WHAT YOU WILL DO
List every line in the items below that contains the string "photographer". Matching is case-sensitive.
+ + +
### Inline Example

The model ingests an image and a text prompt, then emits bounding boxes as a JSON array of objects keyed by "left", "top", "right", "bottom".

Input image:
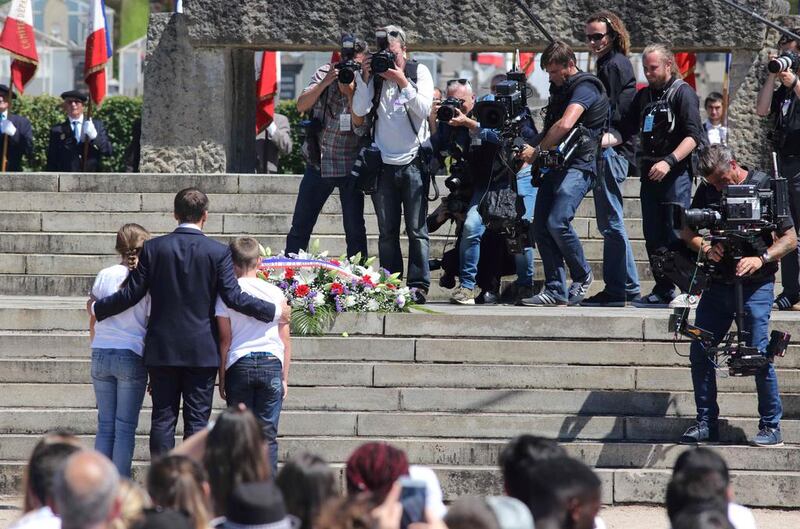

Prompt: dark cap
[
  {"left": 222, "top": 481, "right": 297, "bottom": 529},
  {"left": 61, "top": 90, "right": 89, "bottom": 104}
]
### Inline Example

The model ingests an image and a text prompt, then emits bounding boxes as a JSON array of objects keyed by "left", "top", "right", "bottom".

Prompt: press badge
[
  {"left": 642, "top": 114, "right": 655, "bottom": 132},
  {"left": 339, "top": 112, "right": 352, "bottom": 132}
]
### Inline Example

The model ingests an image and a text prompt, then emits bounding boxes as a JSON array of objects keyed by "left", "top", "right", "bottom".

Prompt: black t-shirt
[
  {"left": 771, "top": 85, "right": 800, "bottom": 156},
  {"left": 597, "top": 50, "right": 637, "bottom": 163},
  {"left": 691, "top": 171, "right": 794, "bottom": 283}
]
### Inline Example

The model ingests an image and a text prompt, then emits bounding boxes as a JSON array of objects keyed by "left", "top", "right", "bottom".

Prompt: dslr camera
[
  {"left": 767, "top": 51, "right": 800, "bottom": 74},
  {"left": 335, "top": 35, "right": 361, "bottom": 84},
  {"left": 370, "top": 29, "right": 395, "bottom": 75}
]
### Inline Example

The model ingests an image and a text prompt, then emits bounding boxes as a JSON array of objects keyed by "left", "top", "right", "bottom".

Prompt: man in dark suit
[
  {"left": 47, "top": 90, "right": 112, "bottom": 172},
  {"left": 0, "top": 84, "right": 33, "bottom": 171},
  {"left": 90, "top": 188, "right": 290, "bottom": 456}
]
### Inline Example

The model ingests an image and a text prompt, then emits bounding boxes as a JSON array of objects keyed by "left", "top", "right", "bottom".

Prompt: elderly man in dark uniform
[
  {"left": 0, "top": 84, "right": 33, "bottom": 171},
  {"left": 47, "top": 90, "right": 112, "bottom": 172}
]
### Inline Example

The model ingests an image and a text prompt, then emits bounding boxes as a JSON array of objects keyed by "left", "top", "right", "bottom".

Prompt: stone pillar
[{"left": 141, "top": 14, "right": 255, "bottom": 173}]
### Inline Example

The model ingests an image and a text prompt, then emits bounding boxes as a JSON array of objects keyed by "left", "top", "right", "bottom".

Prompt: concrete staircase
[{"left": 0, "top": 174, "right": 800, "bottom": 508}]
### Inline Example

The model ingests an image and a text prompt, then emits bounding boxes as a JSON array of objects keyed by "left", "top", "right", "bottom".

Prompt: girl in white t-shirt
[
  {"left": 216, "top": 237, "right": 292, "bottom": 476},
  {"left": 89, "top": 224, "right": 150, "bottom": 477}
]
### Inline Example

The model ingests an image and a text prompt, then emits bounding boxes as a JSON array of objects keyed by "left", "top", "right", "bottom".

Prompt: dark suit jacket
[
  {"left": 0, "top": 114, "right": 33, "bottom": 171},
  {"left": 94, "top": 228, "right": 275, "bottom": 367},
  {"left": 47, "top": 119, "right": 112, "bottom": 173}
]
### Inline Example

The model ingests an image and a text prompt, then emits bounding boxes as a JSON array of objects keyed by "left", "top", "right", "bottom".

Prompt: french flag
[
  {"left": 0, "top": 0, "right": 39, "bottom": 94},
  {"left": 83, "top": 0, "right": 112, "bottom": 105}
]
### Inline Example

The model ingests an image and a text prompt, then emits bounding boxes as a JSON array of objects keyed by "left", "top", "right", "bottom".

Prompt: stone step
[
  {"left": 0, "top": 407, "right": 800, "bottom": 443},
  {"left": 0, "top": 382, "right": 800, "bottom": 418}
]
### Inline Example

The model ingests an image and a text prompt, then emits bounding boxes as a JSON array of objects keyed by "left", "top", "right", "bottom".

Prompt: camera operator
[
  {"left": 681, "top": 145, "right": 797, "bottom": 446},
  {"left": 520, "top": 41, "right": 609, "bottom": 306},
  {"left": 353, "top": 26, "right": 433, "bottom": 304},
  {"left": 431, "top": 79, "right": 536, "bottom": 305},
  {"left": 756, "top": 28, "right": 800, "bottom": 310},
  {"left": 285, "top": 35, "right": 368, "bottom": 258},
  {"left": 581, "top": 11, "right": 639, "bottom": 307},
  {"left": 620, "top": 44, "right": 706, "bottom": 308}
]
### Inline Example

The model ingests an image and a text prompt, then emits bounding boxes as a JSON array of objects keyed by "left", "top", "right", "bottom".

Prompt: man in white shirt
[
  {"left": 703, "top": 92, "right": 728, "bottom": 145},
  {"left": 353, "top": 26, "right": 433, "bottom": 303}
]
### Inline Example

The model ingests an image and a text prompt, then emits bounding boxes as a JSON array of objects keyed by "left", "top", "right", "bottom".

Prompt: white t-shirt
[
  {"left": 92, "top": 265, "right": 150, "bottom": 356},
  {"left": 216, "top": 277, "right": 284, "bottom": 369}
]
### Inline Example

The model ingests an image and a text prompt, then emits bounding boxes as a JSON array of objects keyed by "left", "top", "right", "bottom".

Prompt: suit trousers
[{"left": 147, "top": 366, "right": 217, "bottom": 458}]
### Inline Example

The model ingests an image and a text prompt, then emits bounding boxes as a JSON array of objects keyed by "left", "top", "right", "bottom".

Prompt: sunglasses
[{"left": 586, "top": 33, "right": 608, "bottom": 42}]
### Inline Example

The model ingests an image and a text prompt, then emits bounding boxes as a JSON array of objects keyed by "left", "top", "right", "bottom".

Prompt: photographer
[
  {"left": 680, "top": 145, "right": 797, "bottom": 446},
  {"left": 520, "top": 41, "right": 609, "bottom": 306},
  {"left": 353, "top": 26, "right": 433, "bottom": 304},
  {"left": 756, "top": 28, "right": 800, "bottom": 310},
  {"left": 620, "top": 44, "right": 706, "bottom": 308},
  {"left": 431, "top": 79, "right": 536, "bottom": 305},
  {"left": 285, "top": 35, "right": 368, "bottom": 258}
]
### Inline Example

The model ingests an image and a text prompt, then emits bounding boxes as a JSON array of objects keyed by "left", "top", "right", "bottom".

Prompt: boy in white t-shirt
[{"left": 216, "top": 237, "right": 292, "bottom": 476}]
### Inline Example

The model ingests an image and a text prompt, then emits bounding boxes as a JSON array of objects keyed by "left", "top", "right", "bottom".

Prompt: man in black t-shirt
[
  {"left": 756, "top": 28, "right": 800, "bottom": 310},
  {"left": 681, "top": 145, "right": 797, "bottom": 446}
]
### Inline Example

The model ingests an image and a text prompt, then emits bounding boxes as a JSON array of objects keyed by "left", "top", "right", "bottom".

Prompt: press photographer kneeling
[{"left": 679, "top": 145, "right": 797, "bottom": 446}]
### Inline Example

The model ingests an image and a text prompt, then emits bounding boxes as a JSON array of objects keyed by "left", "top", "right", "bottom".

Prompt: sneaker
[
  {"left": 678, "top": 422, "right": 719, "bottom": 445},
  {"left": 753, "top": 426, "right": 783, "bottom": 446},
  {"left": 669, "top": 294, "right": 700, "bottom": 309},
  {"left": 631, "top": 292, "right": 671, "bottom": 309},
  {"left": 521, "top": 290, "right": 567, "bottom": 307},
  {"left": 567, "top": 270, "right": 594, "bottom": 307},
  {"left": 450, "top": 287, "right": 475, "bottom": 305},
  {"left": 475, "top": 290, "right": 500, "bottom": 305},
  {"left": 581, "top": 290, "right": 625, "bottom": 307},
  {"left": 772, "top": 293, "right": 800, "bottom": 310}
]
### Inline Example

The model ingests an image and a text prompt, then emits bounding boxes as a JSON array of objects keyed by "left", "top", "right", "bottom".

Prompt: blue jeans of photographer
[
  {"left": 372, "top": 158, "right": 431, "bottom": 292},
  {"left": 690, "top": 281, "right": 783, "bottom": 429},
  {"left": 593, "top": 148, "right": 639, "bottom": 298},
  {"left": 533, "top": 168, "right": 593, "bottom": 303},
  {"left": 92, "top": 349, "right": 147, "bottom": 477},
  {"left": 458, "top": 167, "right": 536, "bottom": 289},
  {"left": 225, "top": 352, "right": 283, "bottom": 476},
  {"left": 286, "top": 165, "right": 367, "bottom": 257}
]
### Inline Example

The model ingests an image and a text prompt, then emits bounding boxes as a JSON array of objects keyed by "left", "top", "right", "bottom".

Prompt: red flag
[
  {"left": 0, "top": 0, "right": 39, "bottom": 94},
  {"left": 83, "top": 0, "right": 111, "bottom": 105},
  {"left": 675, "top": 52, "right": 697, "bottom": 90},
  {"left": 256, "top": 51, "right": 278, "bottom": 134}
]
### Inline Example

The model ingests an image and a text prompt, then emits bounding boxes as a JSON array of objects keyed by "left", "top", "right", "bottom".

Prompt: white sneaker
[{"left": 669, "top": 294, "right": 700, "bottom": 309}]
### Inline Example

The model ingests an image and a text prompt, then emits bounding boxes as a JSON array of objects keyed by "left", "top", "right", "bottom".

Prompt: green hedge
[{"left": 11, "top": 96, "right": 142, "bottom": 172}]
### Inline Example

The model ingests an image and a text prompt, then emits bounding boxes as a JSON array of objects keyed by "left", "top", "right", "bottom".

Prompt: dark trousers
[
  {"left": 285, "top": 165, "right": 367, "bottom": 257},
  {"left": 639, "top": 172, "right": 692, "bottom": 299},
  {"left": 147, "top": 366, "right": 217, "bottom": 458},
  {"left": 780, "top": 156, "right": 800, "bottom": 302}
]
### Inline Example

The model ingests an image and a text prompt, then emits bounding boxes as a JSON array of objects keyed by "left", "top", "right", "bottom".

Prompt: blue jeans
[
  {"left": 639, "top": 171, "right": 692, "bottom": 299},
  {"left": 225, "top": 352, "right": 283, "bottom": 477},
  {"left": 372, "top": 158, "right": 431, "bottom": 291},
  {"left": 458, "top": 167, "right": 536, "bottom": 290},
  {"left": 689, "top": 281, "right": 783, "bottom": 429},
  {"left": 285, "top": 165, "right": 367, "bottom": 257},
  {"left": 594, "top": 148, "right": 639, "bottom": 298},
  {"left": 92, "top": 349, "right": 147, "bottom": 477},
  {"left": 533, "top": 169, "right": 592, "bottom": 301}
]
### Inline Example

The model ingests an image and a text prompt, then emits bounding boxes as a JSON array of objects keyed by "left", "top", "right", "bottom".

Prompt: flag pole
+ + +
CORRECT RESULT
Prompt: photographer
Prompt: press photographer kneeling
Prompt: blue jeans of photographer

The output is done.